= Requirements =
Rewrite the listing below, replacing every "single point" with "single marker" and keeping everything else the same. Leave the pictures out of your output.

(Records from a point labeling set)
# # # # # # #
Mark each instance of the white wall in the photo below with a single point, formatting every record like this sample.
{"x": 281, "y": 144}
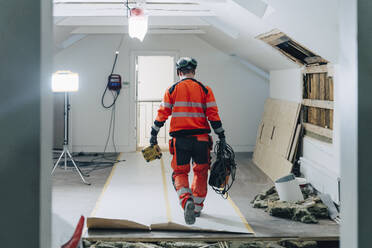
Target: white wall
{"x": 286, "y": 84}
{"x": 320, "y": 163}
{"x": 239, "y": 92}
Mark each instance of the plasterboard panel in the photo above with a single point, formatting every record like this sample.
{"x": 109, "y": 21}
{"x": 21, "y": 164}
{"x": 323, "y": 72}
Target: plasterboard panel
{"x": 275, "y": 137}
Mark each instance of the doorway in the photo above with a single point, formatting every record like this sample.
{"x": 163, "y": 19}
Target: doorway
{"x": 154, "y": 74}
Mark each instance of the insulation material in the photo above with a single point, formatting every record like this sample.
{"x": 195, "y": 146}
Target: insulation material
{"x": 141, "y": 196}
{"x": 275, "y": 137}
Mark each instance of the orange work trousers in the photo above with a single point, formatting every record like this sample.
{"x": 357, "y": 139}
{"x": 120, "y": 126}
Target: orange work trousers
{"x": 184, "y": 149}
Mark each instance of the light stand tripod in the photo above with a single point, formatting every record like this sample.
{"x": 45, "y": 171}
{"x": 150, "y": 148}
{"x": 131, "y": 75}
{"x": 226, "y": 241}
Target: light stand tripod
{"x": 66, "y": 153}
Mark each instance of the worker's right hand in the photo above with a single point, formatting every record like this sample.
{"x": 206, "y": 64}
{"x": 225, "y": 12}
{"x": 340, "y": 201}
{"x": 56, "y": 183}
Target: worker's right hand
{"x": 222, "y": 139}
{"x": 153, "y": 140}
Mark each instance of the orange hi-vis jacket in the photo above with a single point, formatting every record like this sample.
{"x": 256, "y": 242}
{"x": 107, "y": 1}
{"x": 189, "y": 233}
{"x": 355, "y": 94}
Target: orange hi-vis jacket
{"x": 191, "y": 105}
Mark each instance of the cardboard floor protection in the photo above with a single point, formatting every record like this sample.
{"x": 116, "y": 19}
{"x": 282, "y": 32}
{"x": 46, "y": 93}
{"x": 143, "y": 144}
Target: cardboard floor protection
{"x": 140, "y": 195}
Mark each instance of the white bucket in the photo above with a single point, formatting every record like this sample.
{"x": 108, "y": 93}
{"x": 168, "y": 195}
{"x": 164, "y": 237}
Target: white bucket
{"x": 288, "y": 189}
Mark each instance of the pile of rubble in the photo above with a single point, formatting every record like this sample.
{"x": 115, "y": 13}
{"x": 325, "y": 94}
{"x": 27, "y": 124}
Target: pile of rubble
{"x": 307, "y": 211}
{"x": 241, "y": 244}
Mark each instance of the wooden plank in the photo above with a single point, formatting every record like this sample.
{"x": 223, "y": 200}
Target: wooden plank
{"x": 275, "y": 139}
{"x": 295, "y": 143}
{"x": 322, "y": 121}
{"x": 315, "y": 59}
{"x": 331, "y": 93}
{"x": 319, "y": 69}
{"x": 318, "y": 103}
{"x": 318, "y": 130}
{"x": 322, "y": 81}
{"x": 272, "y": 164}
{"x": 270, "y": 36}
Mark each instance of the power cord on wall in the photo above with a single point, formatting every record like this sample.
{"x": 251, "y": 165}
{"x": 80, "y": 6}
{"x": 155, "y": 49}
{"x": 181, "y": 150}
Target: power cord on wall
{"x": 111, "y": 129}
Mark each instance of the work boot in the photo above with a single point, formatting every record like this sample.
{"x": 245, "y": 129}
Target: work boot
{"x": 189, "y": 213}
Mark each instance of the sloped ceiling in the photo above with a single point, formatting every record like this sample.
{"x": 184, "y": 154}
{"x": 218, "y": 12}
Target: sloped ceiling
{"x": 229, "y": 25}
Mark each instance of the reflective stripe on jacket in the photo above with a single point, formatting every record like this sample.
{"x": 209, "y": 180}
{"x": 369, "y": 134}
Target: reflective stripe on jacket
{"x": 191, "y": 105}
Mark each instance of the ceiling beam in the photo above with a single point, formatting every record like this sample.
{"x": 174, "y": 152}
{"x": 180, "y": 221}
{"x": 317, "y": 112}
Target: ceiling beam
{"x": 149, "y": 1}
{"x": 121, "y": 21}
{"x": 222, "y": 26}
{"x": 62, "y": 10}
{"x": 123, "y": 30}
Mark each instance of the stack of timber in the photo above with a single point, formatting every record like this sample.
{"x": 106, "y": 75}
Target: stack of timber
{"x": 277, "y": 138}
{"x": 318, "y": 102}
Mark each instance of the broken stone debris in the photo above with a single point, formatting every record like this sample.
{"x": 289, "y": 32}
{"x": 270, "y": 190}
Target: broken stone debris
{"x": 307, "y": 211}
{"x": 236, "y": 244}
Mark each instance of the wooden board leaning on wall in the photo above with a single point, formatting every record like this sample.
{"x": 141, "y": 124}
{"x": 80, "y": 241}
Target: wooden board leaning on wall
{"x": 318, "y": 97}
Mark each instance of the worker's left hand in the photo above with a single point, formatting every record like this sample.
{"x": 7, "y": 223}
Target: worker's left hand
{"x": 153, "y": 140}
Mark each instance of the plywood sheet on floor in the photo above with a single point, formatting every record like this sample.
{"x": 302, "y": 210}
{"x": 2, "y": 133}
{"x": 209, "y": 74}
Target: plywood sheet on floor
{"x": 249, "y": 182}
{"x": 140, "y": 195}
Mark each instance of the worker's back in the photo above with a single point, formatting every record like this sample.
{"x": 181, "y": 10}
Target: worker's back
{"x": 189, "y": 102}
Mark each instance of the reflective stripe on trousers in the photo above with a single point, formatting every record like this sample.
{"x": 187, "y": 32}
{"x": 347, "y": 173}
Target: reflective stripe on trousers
# # # # # # #
= Completed exercise =
Mark each instance of the white wall in the photo below with a single marker, formatting every record like this sample.
{"x": 281, "y": 144}
Target: white wall
{"x": 286, "y": 84}
{"x": 320, "y": 163}
{"x": 239, "y": 92}
Mark each instance of the plasterboard panel in the photo above with a single marker, formatting every record like this sample.
{"x": 109, "y": 21}
{"x": 21, "y": 164}
{"x": 323, "y": 72}
Target: plasterboard panel
{"x": 275, "y": 137}
Mark each instance of the doorway in the photo above with a single marker, formatting every record like this sample.
{"x": 163, "y": 19}
Target: doorway
{"x": 154, "y": 74}
Mark each instance of the insulation material in the photo above with a single marker, formatting every record like this sample.
{"x": 195, "y": 146}
Target: insulation material
{"x": 141, "y": 196}
{"x": 275, "y": 137}
Mark each instance of the orange work trousers in the photo above with a single marker, formatting every record like this sample.
{"x": 357, "y": 139}
{"x": 120, "y": 126}
Target: orange work trousers
{"x": 184, "y": 149}
Mark each instance of the light stand tripod in the photo above with a single marker, formatting every record like this sample.
{"x": 45, "y": 171}
{"x": 150, "y": 148}
{"x": 131, "y": 75}
{"x": 226, "y": 241}
Target: light stand tripod
{"x": 66, "y": 153}
Mark each instance of the worker's right hand in the photo above with a single marker, formatting every record like this sample.
{"x": 206, "y": 64}
{"x": 225, "y": 12}
{"x": 340, "y": 201}
{"x": 56, "y": 183}
Target: worker's right hand
{"x": 222, "y": 139}
{"x": 153, "y": 140}
Mark each instance of the orange hi-vis jacket in the photo above with a single marker, formatting every record like this sample.
{"x": 256, "y": 242}
{"x": 107, "y": 1}
{"x": 189, "y": 233}
{"x": 355, "y": 94}
Target: orange hi-vis jacket
{"x": 191, "y": 105}
Mark each instance of the cardboard floor protection in the photo above with a single marker, formatting every record like this sample.
{"x": 116, "y": 19}
{"x": 282, "y": 32}
{"x": 46, "y": 93}
{"x": 143, "y": 144}
Target: cardboard floor protection
{"x": 140, "y": 195}
Mark each instance of the white bucket in the photo above with a single marker, formatting every record like this sample.
{"x": 108, "y": 93}
{"x": 168, "y": 195}
{"x": 164, "y": 237}
Target: white bucket
{"x": 288, "y": 189}
Mark each instance of the pile of rubble in the photo above with a single marker, formatting every record like this sample.
{"x": 115, "y": 13}
{"x": 325, "y": 94}
{"x": 27, "y": 124}
Target: pile of rubble
{"x": 307, "y": 211}
{"x": 241, "y": 244}
Mark each instance of the wooden plank in the photo above with a single marker, formatting every record like this sample.
{"x": 223, "y": 200}
Target: wooden plank
{"x": 275, "y": 139}
{"x": 295, "y": 143}
{"x": 322, "y": 121}
{"x": 315, "y": 59}
{"x": 331, "y": 93}
{"x": 319, "y": 69}
{"x": 318, "y": 103}
{"x": 318, "y": 130}
{"x": 322, "y": 81}
{"x": 272, "y": 164}
{"x": 270, "y": 36}
Mark each instance of the power cord on wall in the photo above with a single marker, formatting every record like this sample.
{"x": 251, "y": 165}
{"x": 80, "y": 6}
{"x": 155, "y": 49}
{"x": 181, "y": 150}
Target: power cord on wall
{"x": 111, "y": 129}
Mark each instance of the work boot in the photo above with a single marker, formatting every record like this sample.
{"x": 245, "y": 129}
Target: work boot
{"x": 189, "y": 213}
Mark each instance of the sloped ceiling in the photo above with a single marker, formatting every record like this sample.
{"x": 184, "y": 154}
{"x": 218, "y": 12}
Target: sloped ceiling
{"x": 229, "y": 25}
Mark each instance of the reflective stripe on jacket in the photo above with a single marker, formatting every record like this sample.
{"x": 209, "y": 180}
{"x": 369, "y": 134}
Target: reflective stripe on jacket
{"x": 191, "y": 105}
Mark each instance of the ceiling beam in the photo above with a single marker, formatting every record like this sample.
{"x": 174, "y": 152}
{"x": 180, "y": 221}
{"x": 317, "y": 112}
Target: ceiling beam
{"x": 149, "y": 1}
{"x": 121, "y": 21}
{"x": 222, "y": 26}
{"x": 62, "y": 10}
{"x": 123, "y": 30}
Mark each instance of the stack of timber in the photo above with a single marker, formatting every record like this sample.
{"x": 106, "y": 75}
Target: stack of timber
{"x": 277, "y": 138}
{"x": 318, "y": 102}
Mark each instance of the broken stone debris in the photo above with a single marker, formatting every record like this sample.
{"x": 289, "y": 32}
{"x": 270, "y": 190}
Target: broken stone debris
{"x": 307, "y": 211}
{"x": 236, "y": 244}
Mark each instance of the wooden board leaning on wall in the photo above with a single marker, formatting every record like this sample.
{"x": 141, "y": 124}
{"x": 80, "y": 241}
Target: wooden board leaning on wall
{"x": 318, "y": 97}
Mark each instance of the worker's left hand in the photo above with a single marker, formatting every record like this sample.
{"x": 7, "y": 223}
Target: worker's left hand
{"x": 153, "y": 140}
Mark each instance of the plywood sheet on floor in the photo above with a single marker, formatting every record like this sample.
{"x": 302, "y": 210}
{"x": 2, "y": 133}
{"x": 209, "y": 74}
Target: plywood sheet on floor
{"x": 249, "y": 182}
{"x": 140, "y": 195}
Mark each instance of the worker's back in the photo above with a single marker, formatting every record like this sample.
{"x": 181, "y": 10}
Target: worker's back
{"x": 189, "y": 102}
Mark each instance of the reflective stripe on trousers in the photo above with a single marker, formatting every record like this sample.
{"x": 187, "y": 32}
{"x": 347, "y": 173}
Target: reflective stripe on trousers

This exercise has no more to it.